▶ _SHORT PROBLEM A_
Write out the part of the statistical physics course page from "1. Preliminaries: Motivation" up to and including "systems (5 lectures)".

▶ _PASSAGE PROVIDED_
= = = = =
# Statistical Physics (2016)

Statistical mechanics enables us to model the behavior of macroscopic objects, which are made up of large numbers of constituents for which we only have incomplete descriptions, using probability theory and a microscopic theory of the constituents. It bridges the disconnect between mechanics which require complete knowledge of initial conditions, and the real world where such information is not available. These ideas therefore find widespread application.

## Target Audience

This is course SP-1 or P-204 in the TIFR graduate school. Students who have joined after their B.Sc. or M.Sc may both take this course.

This page will be updated regularly with course-related information. Please check frequently.

## Administrivia

**Time:** M, W at 1130 hrs

**Venue:** AG 69

**First lecture:** 3 Feb

**Credit policy:** 5 problem sets (25%), mid-term exam (25%) and end-term exam (50%)

**Instructor:** Basudeb Dasgupta

**Tutors:** Anirban Das and Abhisek Samanta

## Course Contents

1. Preliminaries: Motivation and review of thermodynamics (2 lectures)

2. Probability and statistics: Counting, distributions, large numbers (2 lectures)

3. Kinetic theory and approach to equilibrium (5 lectures)

4. Classical statistical mechanics: Formalism and simple systems (5 lectures)
= = = = =
▶ _DATA SUPPLIED_
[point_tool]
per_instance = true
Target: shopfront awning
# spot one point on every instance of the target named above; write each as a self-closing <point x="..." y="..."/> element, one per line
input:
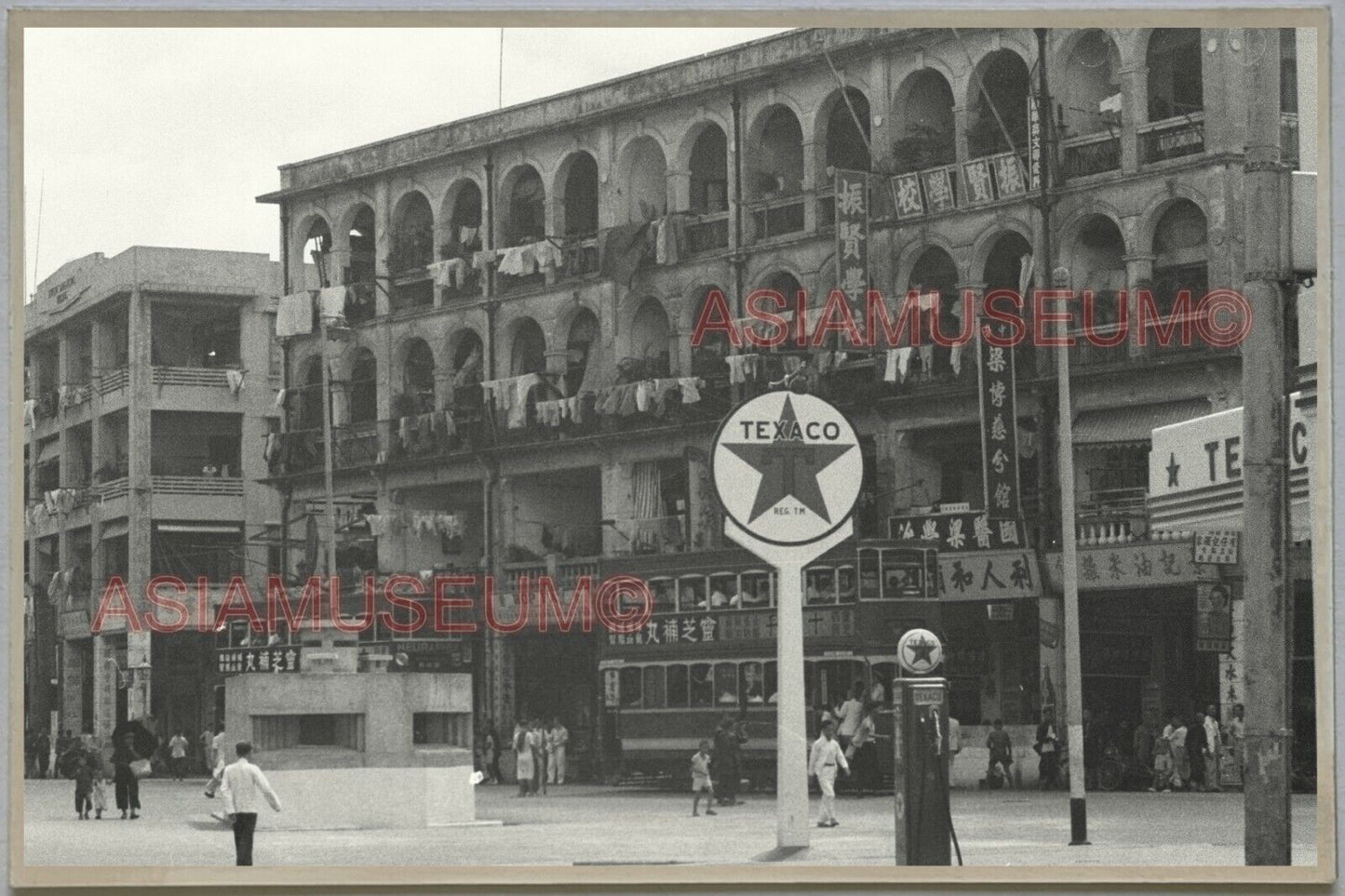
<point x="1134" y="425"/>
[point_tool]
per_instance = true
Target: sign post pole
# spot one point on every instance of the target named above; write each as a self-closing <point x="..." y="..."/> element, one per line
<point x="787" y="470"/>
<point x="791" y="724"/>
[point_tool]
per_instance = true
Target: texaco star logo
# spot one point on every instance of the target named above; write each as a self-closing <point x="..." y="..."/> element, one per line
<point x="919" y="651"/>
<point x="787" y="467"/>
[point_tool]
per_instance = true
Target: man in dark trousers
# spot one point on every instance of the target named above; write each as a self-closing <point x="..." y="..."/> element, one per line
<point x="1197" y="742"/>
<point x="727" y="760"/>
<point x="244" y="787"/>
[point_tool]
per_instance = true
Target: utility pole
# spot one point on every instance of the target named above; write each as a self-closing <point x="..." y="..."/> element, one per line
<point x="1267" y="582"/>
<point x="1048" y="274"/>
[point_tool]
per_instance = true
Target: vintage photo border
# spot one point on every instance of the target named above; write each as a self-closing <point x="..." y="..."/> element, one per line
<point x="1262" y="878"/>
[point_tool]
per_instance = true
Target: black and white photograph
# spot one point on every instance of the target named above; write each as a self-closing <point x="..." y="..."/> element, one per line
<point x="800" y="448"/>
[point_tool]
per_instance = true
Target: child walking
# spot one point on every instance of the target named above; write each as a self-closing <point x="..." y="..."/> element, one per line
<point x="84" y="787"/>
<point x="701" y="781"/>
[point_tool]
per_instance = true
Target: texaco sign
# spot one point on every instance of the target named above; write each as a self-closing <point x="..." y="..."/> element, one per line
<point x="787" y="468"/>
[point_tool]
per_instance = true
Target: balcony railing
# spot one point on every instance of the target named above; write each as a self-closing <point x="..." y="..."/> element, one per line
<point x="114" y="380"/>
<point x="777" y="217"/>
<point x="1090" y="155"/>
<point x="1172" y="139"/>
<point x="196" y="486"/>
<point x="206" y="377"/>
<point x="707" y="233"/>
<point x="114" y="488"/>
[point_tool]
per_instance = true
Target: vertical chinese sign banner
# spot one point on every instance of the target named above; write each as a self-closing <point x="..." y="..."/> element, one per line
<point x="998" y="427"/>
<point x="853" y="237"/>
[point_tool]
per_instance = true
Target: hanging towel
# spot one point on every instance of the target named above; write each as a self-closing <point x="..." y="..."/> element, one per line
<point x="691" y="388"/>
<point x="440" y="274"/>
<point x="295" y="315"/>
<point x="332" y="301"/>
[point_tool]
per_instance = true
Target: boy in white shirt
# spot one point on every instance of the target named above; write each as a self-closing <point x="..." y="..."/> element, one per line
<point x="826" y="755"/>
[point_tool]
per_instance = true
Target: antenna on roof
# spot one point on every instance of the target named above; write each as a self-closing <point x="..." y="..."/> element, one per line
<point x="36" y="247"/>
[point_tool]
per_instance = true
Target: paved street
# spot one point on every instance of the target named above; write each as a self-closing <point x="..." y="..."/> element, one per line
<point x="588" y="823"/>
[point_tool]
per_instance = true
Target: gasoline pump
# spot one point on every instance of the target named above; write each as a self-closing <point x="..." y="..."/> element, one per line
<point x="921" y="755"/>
= = = = =
▶ _SHORT PROBLEM B_
Find each line in the rows that contains the string "sign" and copy those lines.

▶ _FULL SOLUTION A_
1. Preliminaries: Motivation and review of thermodynamics (2 lectures)

2. Probability and statistics: Counting, distributions, large numbers (2 lectures)

3. Kinetic theory and approach to equilibrium (5 lectures)

4. Classical statistical mechanics: Formalism and simple systems (5 lectures)

▶ _FULL SOLUTION B_
Target: sign post pole
Target: texaco sign
Target: vertical chinese sign banner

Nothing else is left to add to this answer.